Exercise aim -> Count the lines in the records below that contain the string "wall", matching case exactly, and reply with only that number.

■ ■ ■

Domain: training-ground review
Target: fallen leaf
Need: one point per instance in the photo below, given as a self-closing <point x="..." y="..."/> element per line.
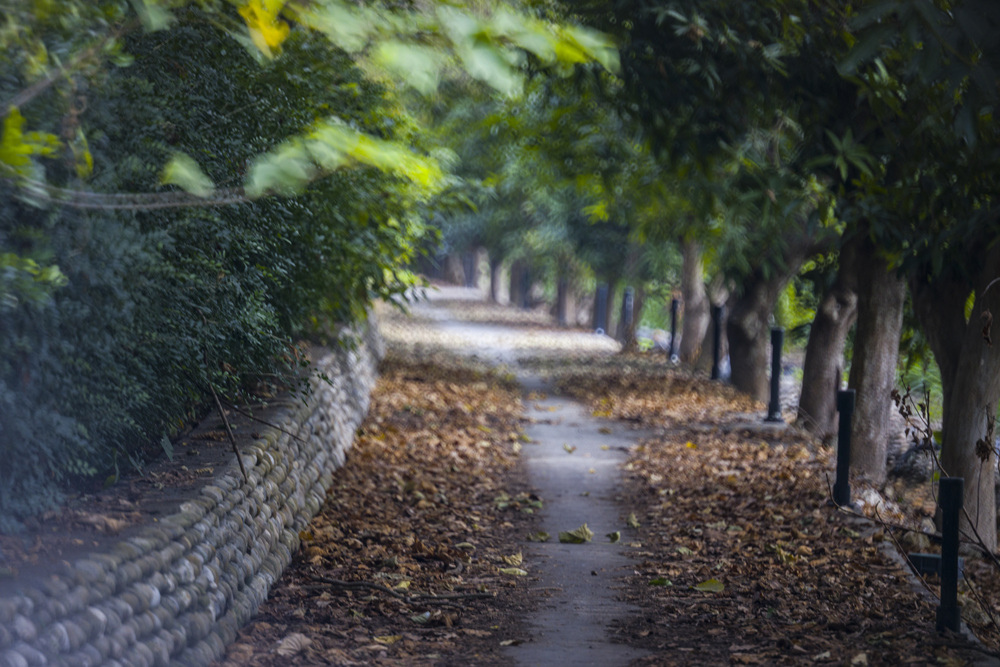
<point x="514" y="559"/>
<point x="710" y="586"/>
<point x="578" y="536"/>
<point x="293" y="644"/>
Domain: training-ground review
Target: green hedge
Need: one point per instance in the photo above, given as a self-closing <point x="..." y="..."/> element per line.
<point x="160" y="304"/>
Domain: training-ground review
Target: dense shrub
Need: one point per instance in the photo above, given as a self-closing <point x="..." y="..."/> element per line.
<point x="159" y="305"/>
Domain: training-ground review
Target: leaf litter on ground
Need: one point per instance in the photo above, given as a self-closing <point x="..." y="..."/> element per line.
<point x="414" y="557"/>
<point x="742" y="513"/>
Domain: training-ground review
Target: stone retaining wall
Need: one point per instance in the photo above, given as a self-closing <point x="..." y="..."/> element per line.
<point x="178" y="592"/>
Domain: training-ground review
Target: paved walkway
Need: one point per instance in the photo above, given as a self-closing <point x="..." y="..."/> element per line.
<point x="579" y="582"/>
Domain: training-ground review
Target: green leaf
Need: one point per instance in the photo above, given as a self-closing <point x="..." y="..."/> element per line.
<point x="185" y="173"/>
<point x="578" y="536"/>
<point x="153" y="14"/>
<point x="417" y="66"/>
<point x="864" y="50"/>
<point x="710" y="586"/>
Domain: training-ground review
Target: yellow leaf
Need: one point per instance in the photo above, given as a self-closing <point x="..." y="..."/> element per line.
<point x="17" y="146"/>
<point x="266" y="30"/>
<point x="710" y="586"/>
<point x="578" y="536"/>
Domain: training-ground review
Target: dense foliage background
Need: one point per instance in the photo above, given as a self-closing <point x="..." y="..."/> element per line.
<point x="156" y="305"/>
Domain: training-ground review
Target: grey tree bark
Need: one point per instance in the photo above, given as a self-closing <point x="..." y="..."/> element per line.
<point x="748" y="327"/>
<point x="824" y="361"/>
<point x="969" y="361"/>
<point x="881" y="298"/>
<point x="696" y="315"/>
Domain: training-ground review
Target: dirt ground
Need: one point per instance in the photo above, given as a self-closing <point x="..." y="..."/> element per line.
<point x="416" y="559"/>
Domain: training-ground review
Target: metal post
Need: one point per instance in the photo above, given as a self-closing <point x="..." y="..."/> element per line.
<point x="526" y="291"/>
<point x="601" y="308"/>
<point x="628" y="307"/>
<point x="717" y="313"/>
<point x="562" y="289"/>
<point x="674" y="305"/>
<point x="950" y="495"/>
<point x="469" y="268"/>
<point x="774" y="408"/>
<point x="842" y="487"/>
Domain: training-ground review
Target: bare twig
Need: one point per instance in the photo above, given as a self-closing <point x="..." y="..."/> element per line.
<point x="902" y="551"/>
<point x="229" y="432"/>
<point x="248" y="415"/>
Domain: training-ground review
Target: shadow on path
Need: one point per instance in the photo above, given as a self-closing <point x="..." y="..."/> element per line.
<point x="580" y="582"/>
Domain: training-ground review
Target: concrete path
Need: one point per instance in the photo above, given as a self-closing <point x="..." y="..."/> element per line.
<point x="579" y="583"/>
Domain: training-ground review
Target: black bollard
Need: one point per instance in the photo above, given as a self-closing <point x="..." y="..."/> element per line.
<point x="628" y="307"/>
<point x="674" y="306"/>
<point x="774" y="407"/>
<point x="950" y="495"/>
<point x="469" y="267"/>
<point x="601" y="309"/>
<point x="842" y="487"/>
<point x="717" y="314"/>
<point x="526" y="292"/>
<point x="562" y="292"/>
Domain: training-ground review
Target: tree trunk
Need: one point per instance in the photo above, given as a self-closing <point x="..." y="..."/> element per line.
<point x="970" y="376"/>
<point x="824" y="361"/>
<point x="630" y="343"/>
<point x="881" y="298"/>
<point x="748" y="327"/>
<point x="695" y="320"/>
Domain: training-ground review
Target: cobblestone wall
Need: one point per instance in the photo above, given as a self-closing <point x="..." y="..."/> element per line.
<point x="177" y="593"/>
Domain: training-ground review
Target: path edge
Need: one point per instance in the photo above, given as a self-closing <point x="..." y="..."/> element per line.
<point x="179" y="590"/>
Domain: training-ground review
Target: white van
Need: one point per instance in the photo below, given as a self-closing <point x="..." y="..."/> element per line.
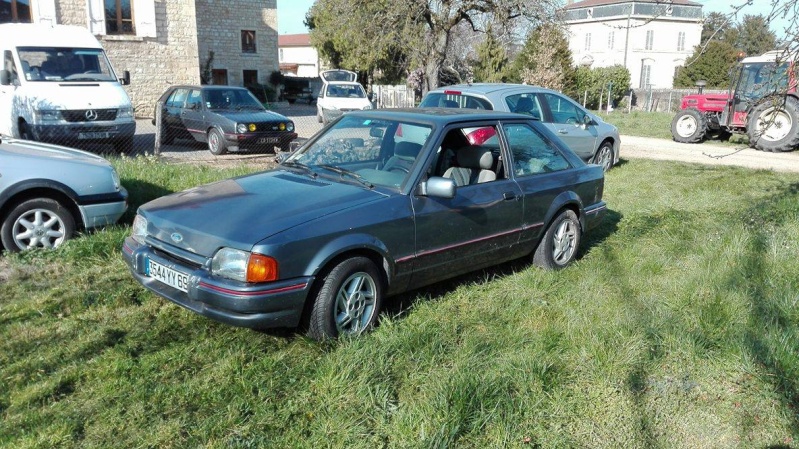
<point x="56" y="85"/>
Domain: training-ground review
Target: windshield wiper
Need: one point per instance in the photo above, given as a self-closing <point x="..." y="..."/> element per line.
<point x="345" y="172"/>
<point x="301" y="166"/>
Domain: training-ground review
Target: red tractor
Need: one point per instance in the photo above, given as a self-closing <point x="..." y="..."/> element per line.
<point x="763" y="103"/>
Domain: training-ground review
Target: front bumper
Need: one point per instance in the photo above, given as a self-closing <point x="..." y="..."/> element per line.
<point x="257" y="140"/>
<point x="84" y="131"/>
<point x="96" y="214"/>
<point x="276" y="304"/>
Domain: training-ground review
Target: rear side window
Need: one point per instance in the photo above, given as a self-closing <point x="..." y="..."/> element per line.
<point x="177" y="98"/>
<point x="532" y="153"/>
<point x="454" y="100"/>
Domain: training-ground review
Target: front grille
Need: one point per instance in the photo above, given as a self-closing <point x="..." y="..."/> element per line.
<point x="268" y="126"/>
<point x="80" y="115"/>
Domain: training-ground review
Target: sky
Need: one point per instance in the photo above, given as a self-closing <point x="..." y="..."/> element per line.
<point x="291" y="13"/>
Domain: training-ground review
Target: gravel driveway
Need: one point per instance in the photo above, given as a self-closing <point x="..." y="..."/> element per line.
<point x="632" y="147"/>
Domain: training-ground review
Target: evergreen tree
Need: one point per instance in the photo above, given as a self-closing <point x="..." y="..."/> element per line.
<point x="492" y="60"/>
<point x="712" y="65"/>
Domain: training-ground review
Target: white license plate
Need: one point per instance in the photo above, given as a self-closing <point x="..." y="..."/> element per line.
<point x="94" y="135"/>
<point x="168" y="276"/>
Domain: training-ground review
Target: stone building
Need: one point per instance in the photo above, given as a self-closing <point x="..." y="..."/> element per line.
<point x="651" y="38"/>
<point x="165" y="42"/>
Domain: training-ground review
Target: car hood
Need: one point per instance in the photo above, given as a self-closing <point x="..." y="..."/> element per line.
<point x="250" y="115"/>
<point x="240" y="212"/>
<point x="75" y="95"/>
<point x="39" y="151"/>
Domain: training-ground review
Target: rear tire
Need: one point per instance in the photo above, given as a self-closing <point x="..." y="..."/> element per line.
<point x="773" y="125"/>
<point x="37" y="223"/>
<point x="348" y="301"/>
<point x="216" y="142"/>
<point x="558" y="247"/>
<point x="689" y="126"/>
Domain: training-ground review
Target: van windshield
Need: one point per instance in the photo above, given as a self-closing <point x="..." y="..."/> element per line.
<point x="64" y="64"/>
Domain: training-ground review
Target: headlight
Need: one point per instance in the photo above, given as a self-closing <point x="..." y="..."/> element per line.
<point x="125" y="112"/>
<point x="244" y="266"/>
<point x="115" y="178"/>
<point x="48" y="115"/>
<point x="139" y="229"/>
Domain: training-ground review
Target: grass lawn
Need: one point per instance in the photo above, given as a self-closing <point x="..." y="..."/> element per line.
<point x="678" y="327"/>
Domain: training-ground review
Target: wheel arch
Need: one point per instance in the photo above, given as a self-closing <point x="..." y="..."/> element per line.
<point x="41" y="188"/>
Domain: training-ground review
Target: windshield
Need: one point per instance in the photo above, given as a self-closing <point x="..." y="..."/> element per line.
<point x="65" y="64"/>
<point x="230" y="99"/>
<point x="345" y="91"/>
<point x="370" y="151"/>
<point x="760" y="79"/>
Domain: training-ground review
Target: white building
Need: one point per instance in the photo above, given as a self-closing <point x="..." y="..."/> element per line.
<point x="296" y="55"/>
<point x="651" y="38"/>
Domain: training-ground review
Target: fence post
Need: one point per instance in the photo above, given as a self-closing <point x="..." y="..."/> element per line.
<point x="159" y="106"/>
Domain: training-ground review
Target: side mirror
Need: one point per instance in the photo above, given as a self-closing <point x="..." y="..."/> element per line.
<point x="437" y="187"/>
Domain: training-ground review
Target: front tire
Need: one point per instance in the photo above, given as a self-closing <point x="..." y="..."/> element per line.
<point x="37" y="223"/>
<point x="558" y="247"/>
<point x="216" y="142"/>
<point x="689" y="126"/>
<point x="773" y="125"/>
<point x="348" y="301"/>
<point x="604" y="156"/>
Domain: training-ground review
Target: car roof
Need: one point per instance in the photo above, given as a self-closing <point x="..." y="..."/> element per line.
<point x="205" y="87"/>
<point x="490" y="88"/>
<point x="438" y="116"/>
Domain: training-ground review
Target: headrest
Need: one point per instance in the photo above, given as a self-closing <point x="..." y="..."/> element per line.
<point x="407" y="149"/>
<point x="475" y="156"/>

■ ■ ■

Full output -> 2